-- DOCUMENT PASSAGE --
= Beginning of Section =

Tribunal File Number: 17-005685/AABS
Case Name: 17-005685 v Economical Mutual Insurance Company
In the matter of an Application pursuant to subsection 280(2) of the Insurance Act, RSO 1990, c I.8., in relation to statutory accident benefits.
Between
A.C.
Applicant
and
Economical Mutual Insurance Company
Respondent
DECISION
ADJUDICATOR: Avvy Go
APPEARANCES:
Counsel for the Applicant: James Srebrolow
Counsel for the Respondent: Catherine Korte and Anthony H. Gatensby
Heard in Writing: March 19, 2018
REASONS FOR DECISION AND ORDER
OVERVIEW
1The applicant, A.C., was injured in a motor vehicle accident on August 21, 2014. The applicant was taken to a local hospital via ambulance to examine his complaint of chest and neck/back pain. He was then discharged home with medication.
2Prior to the accident, the applicant had a medical history of prostate cancer, dysphagia and hypertension. In October 2015, the Applicant was diagnosed with malignant lymphoma and was admitted to the hospital for treatment. He was then diagnosed on February 22, 2017 with having frozen shoulder. On April 8, 2017, the Applicant’s physician diagnosed him with Complex Regional Pain Syndrome.
3Sometime after the accident, the applicant retained counsel and applied for non-earner benefits (NEB) under the Statutory Accident Benefits Schedule – Effective September 1, 2010 (Schedule). The respondent issued a denial of the NEB on February 17, 2015. After retaining his current counsel, the applicant filed an application to the Licence Appeal Tribunal (Tribunal) on August 29, 2017, appealing the respondent’s February 17, 2015 denial of the NEB.
4A case conference was held by the Tribunal on December 15, 2017. The Tribunal ordered a written hearing to deal with a preliminary issue.
ISSUES
5By an order dated December 15, 2017, the Tribunal ordered a written hearing to determine the following preliminary issue:
i. Is the applicant statute barred from seeking a non-earner benefit pursuant to section 56 of the Schedule1?
RESULT
6I find that the applicant is statute barred from seeking a non-earner benefit.
THE LAW AND ANALYSIS
7Section 56 of the Schedule states that an application to this Tribunal in respect of a benefit shall be commenced within two years after the insurer’s refusal to pay the amount claimed.
8The parties agreed that the respondent stopped the NEB by way of correspondence dated February 17, 2015, on the basis of an Insurer’s Examination (IE) by Dr. Gwardjian and Mr. Dhirayain. The applicant also did not take issue with respect to the validity of the notice of the denial. Pursuant to s.56, the two-year limitation expired on February 17, 2017.
Discoverability Rule
9The applicant asked the Tribunal to apply the discoverability rule to his application which would have the effect of delaying the 2 year limitation period until he discovered that he was suffering from Complex Regional Pain sometime in February, 2017. For the reasons set out below, I find the discoverability rule does not apply to applications before this Tribunal.

= End of Section =

Source data:
= Beginning of Section =

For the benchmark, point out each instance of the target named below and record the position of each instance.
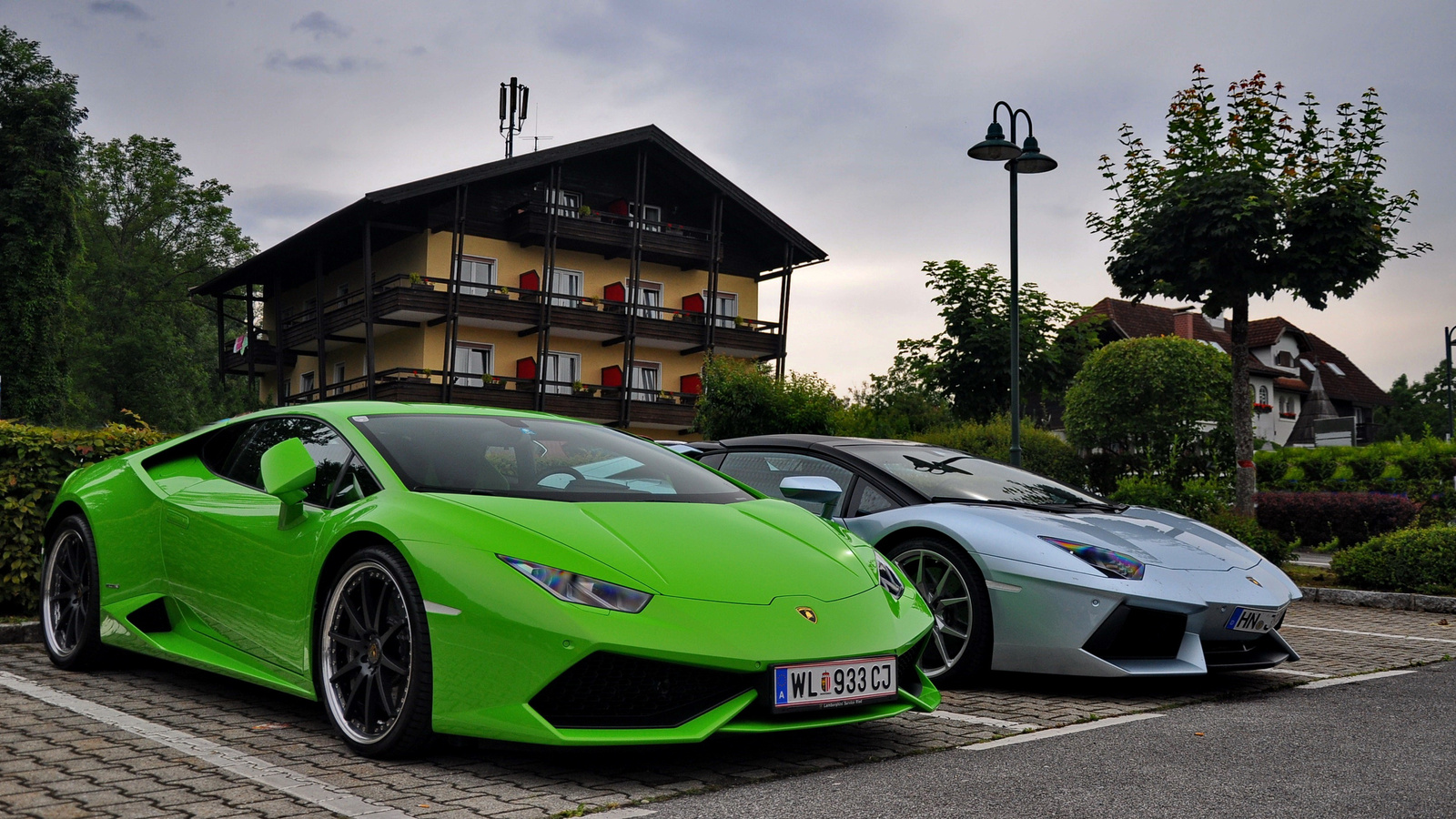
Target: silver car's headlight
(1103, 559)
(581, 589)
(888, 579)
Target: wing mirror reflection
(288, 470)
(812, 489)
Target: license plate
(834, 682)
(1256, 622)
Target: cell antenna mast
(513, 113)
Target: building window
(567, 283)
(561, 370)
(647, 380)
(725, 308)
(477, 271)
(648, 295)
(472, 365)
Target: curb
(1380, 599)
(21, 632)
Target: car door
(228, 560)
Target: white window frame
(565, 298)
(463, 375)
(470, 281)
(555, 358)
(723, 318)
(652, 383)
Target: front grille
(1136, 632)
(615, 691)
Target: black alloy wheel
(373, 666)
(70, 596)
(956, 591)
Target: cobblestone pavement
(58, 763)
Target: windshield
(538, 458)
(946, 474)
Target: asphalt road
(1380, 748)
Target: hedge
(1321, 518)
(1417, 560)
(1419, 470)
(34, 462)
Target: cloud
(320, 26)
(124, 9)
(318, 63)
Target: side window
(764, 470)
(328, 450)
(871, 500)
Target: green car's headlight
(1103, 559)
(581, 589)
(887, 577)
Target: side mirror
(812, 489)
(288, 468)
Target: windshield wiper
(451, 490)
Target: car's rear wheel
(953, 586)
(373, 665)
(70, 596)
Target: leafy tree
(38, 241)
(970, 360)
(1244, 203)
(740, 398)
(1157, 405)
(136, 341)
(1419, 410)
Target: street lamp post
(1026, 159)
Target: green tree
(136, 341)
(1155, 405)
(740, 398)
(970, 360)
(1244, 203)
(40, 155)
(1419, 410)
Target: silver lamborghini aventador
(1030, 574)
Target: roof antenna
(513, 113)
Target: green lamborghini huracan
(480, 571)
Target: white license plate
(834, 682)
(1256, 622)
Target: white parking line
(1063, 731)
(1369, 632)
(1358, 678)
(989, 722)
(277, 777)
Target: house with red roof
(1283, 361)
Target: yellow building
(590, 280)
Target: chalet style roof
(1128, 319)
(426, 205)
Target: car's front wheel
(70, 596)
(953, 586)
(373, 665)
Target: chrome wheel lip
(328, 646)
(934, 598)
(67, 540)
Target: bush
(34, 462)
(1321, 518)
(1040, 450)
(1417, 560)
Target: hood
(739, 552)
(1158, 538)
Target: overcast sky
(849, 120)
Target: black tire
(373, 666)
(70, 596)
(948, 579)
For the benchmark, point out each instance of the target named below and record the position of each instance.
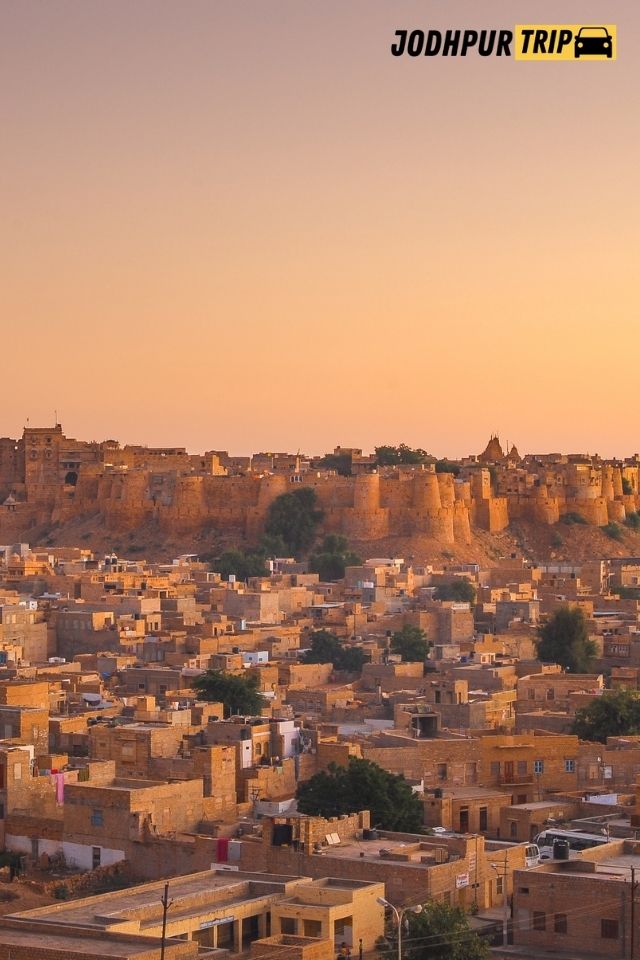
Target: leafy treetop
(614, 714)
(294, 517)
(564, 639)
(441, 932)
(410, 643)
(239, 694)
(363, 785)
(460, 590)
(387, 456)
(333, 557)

= End of Section =
= Beginning of Section =

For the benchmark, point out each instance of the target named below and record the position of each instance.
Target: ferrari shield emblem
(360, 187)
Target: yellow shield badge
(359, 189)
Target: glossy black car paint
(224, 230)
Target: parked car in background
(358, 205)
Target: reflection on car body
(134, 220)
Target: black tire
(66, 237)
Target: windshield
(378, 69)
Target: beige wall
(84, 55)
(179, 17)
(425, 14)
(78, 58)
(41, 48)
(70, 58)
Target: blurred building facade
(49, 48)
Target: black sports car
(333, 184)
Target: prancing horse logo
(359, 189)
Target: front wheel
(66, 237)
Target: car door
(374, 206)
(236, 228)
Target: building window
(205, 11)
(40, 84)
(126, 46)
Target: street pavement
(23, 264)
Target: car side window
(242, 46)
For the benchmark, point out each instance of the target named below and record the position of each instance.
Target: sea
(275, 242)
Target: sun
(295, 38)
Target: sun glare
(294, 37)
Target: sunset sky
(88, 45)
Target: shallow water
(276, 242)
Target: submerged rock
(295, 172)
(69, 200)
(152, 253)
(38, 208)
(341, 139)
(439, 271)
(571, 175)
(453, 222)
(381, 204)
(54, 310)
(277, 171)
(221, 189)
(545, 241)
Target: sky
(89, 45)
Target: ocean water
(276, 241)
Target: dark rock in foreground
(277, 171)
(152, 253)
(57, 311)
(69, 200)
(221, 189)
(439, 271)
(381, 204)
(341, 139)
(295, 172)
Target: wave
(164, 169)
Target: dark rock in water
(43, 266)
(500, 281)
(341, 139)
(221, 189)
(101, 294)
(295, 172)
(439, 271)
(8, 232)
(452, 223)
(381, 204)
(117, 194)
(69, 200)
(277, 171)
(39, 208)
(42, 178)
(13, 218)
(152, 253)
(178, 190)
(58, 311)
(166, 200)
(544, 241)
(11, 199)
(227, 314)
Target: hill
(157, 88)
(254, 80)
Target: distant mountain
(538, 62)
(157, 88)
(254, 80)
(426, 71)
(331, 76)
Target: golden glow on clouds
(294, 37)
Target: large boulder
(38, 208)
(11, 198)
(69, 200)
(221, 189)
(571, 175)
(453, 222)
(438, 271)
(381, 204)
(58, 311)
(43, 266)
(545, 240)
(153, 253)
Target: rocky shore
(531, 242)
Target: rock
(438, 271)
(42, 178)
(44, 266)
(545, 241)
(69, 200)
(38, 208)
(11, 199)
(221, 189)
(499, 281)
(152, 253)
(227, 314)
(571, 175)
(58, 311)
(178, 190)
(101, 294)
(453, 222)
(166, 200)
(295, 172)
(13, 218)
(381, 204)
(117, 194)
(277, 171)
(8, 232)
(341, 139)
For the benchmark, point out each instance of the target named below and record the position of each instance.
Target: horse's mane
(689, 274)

= End of Section =
= Beginning of Section =

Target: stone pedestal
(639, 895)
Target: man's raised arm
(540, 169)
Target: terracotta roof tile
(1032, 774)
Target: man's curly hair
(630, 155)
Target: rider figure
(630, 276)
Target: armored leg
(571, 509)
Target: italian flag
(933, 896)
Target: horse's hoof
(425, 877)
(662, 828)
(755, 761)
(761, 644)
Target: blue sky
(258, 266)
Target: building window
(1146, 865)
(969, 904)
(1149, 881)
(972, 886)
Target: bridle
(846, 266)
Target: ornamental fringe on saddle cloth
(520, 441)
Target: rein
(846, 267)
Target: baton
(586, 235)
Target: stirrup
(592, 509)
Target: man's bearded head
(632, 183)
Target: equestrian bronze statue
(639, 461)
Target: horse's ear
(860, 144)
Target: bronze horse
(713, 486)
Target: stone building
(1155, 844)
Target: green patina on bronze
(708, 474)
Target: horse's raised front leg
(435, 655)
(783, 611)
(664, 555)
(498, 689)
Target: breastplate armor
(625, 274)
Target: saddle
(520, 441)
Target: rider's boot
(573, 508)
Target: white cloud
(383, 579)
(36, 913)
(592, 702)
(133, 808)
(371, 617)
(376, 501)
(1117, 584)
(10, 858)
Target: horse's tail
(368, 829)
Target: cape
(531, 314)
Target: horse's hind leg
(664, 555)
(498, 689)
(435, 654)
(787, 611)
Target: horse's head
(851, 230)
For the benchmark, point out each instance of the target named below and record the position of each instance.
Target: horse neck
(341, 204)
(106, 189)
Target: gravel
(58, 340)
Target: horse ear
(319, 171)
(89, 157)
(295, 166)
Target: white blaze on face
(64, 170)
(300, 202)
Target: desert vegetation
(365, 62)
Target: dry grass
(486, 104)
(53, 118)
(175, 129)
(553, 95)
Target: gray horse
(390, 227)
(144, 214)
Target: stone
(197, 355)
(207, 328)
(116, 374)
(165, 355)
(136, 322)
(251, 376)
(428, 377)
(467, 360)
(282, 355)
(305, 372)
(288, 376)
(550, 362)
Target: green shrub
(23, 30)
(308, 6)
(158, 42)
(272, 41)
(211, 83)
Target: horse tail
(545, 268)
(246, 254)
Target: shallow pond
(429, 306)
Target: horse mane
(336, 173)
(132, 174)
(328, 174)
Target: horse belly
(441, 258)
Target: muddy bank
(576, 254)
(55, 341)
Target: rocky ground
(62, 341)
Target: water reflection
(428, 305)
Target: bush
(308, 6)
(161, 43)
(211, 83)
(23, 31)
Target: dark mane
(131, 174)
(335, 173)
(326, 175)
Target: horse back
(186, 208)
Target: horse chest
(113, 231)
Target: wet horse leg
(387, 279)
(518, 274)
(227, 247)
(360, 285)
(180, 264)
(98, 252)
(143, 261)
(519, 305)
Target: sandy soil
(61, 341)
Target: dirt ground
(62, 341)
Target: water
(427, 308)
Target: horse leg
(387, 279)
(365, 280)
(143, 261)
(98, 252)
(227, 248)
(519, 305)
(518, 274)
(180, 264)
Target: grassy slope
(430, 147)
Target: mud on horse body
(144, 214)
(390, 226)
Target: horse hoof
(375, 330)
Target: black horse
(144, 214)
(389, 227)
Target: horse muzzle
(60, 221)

= End of Section =

Answer these questions from the tribunal decision, each on its own line:
(a) On what date was the applicant injured in the motor vehicle accident?
(b) Who served as adjudicator?
(c) On what date did the two-year limitation under section 56 expire?
None of the lines has anything to do with the tribunal decision.

(a) August 21, 2014
(b) Avvy Go
(c) February 17, 2017